WORK TASK: Would you count the lines in the entries below that contain "shrub"? Reply with the number only.

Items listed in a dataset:
------------------------------------

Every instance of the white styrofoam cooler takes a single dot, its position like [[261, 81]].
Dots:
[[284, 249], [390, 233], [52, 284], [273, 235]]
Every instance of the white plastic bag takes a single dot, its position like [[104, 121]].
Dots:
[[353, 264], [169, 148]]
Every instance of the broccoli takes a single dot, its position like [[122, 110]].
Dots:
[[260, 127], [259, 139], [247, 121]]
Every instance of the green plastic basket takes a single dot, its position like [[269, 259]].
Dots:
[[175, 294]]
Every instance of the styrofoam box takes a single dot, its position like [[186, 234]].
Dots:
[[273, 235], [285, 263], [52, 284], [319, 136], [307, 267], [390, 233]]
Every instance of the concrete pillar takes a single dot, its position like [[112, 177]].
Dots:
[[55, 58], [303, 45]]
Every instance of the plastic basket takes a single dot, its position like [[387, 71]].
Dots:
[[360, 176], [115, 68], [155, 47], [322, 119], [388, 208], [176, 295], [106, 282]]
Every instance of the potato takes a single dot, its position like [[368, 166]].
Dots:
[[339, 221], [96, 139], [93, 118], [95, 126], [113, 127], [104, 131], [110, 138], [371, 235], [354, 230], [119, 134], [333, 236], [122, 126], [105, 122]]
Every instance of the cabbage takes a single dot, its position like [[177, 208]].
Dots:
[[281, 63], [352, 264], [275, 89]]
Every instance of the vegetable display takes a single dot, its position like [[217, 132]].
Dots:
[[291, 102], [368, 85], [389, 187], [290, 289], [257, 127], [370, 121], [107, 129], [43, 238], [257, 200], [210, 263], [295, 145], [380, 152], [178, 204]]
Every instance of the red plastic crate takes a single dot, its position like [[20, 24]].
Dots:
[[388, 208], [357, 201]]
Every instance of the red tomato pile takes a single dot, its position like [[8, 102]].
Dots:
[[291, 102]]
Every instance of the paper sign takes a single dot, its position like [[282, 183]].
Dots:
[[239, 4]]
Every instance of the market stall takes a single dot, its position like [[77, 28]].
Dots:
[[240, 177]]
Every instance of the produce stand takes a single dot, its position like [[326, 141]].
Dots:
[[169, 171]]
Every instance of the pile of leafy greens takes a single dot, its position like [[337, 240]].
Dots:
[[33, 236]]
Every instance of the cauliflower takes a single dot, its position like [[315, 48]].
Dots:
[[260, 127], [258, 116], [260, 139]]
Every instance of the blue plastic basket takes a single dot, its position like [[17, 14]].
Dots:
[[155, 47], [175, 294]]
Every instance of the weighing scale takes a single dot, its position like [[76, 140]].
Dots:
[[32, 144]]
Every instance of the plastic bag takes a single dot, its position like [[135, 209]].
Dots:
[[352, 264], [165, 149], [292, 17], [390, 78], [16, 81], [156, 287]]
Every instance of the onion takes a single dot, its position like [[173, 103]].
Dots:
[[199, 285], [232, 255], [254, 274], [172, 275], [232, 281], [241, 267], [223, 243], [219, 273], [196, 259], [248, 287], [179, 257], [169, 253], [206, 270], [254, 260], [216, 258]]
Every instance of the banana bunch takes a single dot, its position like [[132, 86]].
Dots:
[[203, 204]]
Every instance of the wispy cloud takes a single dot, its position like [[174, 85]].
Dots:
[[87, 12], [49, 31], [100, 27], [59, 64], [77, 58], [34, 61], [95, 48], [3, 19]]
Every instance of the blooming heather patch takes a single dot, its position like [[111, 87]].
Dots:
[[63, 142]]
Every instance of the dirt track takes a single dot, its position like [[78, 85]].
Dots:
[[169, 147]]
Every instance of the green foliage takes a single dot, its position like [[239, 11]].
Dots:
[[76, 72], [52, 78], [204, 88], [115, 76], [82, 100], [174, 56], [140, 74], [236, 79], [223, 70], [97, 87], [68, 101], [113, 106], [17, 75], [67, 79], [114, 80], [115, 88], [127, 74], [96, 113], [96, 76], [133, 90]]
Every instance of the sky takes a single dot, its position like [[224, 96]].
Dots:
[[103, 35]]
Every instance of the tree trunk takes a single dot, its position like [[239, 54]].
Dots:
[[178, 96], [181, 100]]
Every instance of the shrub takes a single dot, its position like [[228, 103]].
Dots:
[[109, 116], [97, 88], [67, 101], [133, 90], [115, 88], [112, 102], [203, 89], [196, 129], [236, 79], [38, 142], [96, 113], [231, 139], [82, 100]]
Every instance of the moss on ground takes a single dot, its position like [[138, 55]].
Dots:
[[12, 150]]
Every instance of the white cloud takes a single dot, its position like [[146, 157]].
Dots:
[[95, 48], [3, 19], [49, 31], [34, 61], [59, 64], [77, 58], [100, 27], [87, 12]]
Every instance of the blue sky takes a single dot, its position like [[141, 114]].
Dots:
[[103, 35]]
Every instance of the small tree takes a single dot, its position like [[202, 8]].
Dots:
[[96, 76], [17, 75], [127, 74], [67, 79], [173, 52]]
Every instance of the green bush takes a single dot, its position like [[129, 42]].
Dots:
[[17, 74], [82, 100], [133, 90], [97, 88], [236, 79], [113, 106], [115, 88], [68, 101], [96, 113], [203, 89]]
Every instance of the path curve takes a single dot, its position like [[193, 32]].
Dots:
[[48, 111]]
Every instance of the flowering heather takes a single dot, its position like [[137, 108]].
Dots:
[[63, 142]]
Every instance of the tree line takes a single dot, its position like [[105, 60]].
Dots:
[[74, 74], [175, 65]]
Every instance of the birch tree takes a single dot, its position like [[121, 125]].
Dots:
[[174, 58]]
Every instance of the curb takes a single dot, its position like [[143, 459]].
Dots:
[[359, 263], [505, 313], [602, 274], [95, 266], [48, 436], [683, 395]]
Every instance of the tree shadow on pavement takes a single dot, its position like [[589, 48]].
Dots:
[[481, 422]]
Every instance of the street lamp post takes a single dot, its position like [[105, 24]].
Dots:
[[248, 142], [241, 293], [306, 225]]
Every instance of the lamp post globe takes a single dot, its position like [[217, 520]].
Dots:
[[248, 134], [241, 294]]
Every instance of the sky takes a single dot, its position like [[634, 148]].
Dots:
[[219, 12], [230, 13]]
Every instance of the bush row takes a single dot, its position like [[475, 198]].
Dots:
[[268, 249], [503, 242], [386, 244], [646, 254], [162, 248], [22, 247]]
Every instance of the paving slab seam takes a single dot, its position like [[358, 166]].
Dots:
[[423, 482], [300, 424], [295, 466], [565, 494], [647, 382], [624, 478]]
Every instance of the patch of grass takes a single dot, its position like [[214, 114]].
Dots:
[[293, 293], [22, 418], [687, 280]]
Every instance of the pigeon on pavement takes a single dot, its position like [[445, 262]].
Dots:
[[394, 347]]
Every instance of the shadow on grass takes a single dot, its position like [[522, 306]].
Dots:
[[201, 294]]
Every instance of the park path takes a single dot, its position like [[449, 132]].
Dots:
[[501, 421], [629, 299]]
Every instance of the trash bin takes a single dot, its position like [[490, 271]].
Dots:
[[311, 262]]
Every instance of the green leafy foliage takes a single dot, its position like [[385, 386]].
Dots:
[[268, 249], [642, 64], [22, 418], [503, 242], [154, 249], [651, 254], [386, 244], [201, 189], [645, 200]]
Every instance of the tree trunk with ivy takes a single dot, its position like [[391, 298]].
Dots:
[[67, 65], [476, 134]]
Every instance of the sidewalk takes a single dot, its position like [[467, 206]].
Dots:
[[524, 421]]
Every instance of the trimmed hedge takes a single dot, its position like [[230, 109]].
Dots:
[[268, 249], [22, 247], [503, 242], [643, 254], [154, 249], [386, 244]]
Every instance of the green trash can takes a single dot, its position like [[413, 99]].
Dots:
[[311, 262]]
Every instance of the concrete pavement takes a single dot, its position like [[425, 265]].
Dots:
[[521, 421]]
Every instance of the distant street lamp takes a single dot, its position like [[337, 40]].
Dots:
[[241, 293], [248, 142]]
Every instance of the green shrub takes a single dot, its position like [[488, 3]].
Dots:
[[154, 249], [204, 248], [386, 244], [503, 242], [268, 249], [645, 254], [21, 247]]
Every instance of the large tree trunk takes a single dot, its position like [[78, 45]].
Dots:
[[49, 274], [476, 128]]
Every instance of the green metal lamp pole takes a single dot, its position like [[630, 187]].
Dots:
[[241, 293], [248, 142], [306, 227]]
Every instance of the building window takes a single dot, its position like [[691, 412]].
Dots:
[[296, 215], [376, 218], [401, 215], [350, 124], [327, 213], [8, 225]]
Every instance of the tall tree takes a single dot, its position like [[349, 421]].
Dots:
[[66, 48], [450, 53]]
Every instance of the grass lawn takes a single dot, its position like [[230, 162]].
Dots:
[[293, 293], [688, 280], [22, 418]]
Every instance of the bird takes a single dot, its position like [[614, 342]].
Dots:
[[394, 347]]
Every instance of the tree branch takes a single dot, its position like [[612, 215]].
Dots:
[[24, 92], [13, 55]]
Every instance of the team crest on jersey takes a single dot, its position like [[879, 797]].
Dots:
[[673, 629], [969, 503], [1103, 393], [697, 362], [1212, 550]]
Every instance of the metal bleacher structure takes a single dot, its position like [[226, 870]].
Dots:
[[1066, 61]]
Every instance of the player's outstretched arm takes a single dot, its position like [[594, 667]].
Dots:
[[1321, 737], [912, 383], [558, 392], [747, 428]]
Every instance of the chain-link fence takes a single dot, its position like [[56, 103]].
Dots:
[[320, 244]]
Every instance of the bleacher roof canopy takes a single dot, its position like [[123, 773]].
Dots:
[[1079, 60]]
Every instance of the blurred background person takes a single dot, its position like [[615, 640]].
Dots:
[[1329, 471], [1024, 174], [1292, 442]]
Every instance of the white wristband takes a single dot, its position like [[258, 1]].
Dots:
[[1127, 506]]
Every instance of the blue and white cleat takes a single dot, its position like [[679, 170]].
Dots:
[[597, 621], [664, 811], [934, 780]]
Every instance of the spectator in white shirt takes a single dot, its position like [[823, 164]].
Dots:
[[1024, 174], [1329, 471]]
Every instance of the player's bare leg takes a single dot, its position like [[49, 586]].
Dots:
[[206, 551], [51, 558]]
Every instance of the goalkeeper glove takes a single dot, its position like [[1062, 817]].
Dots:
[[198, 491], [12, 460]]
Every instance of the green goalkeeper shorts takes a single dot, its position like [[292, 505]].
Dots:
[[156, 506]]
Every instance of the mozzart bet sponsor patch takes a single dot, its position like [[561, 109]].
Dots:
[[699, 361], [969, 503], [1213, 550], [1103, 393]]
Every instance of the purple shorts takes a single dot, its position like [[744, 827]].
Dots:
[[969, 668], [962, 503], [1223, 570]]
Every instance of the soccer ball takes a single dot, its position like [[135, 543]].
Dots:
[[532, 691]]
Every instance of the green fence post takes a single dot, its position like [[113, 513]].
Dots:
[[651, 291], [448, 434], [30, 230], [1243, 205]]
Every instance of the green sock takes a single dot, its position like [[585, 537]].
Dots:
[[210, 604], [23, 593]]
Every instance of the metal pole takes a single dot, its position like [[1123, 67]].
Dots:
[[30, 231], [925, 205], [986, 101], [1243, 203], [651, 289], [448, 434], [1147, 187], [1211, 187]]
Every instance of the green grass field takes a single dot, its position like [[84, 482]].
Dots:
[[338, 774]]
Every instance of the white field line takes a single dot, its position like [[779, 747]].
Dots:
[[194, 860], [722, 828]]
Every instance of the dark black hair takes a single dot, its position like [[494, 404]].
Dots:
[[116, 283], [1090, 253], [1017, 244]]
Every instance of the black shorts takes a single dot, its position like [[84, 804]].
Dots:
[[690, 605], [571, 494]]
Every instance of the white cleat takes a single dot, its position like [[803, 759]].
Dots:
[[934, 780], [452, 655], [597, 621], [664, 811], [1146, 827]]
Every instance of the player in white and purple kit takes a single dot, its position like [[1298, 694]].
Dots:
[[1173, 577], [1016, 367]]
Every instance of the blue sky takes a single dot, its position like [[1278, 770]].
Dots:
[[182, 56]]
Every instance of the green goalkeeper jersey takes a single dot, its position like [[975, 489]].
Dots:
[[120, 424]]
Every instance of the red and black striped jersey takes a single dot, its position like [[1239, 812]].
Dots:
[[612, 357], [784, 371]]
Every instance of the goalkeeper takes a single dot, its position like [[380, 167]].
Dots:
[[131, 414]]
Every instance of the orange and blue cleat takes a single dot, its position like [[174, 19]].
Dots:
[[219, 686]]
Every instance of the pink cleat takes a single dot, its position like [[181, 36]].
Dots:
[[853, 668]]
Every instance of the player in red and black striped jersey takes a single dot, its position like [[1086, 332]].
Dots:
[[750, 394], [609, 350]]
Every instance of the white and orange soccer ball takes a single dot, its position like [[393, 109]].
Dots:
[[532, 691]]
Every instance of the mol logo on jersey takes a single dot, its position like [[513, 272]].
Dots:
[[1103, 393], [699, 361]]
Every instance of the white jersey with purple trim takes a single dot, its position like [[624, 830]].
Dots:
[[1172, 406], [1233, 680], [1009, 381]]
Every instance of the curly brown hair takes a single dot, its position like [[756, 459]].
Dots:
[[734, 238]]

------------------------------------

SOLUTION TO THIS PROBLEM: 2